> **WORK TO COMPLETE**
Copy the lines in the items below exactly, everything from the line containing "white metal railing -> box" down to the line containing "top-left (719, 616), bottom-right (1116, 684)", with both of those lines included.

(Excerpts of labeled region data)
-- start --

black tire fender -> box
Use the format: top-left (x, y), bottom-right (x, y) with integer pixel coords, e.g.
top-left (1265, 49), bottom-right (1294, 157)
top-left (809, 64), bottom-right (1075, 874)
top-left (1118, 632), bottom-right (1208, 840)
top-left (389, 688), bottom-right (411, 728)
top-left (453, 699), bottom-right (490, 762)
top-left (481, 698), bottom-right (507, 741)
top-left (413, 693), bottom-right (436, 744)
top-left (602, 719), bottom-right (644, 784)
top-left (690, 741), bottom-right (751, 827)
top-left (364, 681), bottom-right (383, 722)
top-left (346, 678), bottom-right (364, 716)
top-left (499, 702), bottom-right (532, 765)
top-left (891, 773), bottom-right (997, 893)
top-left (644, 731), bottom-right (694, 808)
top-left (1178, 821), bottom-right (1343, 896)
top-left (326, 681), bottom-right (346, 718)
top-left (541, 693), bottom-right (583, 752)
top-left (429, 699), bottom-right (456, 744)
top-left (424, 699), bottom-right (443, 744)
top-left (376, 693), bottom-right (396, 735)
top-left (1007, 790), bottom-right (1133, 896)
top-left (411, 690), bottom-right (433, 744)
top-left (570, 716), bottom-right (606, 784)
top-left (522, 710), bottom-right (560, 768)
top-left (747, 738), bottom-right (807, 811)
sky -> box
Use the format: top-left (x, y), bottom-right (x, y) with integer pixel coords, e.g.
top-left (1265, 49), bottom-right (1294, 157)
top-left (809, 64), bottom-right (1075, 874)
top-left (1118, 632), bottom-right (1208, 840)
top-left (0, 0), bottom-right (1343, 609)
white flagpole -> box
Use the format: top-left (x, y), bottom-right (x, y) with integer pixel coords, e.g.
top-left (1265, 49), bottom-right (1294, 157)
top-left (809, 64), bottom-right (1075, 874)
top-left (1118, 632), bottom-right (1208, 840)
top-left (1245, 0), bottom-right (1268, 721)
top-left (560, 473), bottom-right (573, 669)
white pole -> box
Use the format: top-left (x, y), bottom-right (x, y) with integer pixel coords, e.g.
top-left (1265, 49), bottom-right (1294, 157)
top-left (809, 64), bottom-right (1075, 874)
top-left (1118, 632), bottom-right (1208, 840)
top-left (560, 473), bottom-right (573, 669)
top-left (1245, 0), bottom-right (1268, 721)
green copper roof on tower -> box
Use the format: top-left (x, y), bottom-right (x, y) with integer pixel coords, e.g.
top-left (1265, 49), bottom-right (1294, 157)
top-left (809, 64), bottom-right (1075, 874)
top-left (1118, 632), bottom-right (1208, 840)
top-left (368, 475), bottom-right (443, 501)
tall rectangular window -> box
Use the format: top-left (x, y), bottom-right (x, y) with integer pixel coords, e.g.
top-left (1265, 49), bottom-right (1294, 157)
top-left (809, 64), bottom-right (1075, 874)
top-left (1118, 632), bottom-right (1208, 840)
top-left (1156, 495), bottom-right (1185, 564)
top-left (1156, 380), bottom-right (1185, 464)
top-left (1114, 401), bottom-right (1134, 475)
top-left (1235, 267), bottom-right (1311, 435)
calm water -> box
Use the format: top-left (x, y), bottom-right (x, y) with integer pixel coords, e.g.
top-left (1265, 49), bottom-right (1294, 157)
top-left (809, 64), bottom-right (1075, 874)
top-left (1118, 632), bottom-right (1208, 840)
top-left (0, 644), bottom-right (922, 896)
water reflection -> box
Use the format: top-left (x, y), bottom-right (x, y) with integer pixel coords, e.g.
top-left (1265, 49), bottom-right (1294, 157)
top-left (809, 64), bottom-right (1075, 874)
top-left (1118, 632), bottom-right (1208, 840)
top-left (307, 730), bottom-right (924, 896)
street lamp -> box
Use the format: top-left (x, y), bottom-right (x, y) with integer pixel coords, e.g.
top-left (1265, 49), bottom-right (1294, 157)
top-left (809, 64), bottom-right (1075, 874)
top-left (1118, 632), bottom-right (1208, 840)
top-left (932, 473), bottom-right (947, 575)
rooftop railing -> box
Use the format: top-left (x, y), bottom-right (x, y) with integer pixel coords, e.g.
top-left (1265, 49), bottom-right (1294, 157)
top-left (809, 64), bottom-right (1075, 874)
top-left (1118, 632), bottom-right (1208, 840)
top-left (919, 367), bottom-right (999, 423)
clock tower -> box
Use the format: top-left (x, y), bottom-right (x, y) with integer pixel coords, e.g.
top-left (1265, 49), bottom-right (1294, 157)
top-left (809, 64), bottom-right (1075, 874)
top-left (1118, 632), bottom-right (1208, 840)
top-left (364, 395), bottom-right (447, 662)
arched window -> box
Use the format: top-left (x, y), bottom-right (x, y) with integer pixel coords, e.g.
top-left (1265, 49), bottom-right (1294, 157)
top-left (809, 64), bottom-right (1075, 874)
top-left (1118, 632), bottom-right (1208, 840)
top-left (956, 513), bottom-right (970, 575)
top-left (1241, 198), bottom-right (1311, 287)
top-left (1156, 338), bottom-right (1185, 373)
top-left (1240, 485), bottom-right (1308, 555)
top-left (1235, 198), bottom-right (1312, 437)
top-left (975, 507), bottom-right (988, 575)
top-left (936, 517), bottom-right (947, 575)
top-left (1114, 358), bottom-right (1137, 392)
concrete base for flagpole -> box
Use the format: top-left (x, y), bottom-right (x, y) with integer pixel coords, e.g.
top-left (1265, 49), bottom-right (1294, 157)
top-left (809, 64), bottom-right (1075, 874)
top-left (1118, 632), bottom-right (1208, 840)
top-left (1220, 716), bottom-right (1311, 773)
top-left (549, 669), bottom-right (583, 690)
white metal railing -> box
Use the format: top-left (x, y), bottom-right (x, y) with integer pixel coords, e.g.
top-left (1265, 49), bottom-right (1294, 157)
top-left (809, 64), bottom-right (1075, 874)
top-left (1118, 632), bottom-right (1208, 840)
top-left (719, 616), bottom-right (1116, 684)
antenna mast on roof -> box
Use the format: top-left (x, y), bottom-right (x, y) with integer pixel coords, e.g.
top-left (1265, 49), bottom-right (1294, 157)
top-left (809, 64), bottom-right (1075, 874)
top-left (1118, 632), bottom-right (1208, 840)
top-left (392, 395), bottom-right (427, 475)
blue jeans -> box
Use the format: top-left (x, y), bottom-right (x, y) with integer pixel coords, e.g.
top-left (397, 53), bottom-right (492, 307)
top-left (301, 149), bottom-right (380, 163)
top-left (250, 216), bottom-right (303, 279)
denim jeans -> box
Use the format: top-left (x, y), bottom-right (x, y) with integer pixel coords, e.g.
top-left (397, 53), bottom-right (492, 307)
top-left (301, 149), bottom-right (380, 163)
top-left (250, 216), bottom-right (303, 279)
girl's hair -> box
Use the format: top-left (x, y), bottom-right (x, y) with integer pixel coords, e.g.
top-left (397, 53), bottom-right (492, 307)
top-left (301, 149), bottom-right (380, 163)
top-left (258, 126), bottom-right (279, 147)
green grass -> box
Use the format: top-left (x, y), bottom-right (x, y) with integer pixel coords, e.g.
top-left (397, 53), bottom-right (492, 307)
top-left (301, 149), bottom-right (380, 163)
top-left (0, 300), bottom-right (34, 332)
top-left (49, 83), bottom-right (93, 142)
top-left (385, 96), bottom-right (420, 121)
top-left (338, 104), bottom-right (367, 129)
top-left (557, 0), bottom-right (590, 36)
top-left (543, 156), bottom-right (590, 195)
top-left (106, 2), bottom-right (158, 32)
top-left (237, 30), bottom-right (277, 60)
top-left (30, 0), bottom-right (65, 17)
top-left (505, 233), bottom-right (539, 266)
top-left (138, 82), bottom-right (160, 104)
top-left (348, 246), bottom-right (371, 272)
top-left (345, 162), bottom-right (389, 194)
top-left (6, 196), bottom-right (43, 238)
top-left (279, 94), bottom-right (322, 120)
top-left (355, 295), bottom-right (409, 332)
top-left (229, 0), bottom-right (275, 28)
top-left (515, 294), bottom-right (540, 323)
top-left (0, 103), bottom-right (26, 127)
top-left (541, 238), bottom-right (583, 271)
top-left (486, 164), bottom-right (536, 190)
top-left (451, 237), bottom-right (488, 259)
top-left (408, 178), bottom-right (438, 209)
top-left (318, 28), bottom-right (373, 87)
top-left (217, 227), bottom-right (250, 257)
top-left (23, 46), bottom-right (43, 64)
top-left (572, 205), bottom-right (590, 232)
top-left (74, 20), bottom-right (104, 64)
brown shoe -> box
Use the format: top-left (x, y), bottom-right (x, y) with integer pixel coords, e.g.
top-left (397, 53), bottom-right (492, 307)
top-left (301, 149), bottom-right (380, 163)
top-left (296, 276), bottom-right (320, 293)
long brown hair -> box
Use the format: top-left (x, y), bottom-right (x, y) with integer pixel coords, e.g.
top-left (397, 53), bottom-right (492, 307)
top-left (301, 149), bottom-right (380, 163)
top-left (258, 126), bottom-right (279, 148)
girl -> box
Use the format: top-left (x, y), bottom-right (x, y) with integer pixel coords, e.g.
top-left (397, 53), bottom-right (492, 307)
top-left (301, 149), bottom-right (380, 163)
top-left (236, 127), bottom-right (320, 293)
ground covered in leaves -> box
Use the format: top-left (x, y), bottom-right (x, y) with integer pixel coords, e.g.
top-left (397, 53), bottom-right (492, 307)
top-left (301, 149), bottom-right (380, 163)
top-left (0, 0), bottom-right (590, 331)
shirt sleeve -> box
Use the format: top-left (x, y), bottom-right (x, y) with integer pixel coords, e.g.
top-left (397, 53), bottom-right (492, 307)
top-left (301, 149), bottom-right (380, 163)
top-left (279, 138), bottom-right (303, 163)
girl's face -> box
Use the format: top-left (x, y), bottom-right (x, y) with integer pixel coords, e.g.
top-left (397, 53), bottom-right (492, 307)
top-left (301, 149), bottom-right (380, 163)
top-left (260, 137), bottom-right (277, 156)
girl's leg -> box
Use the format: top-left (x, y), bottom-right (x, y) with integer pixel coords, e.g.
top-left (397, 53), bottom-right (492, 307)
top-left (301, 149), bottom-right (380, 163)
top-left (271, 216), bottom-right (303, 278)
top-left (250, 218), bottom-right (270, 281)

-- end --

> **TASK RESPONSE**
white metal railing -> box
Use the format: top-left (x, y), bottom-right (x, y) with integer pixel coords, e.g.
top-left (1265, 49), bottom-right (1294, 157)
top-left (809, 64), bottom-right (1075, 874)
top-left (1118, 632), bottom-right (1208, 840)
top-left (719, 616), bottom-right (1116, 684)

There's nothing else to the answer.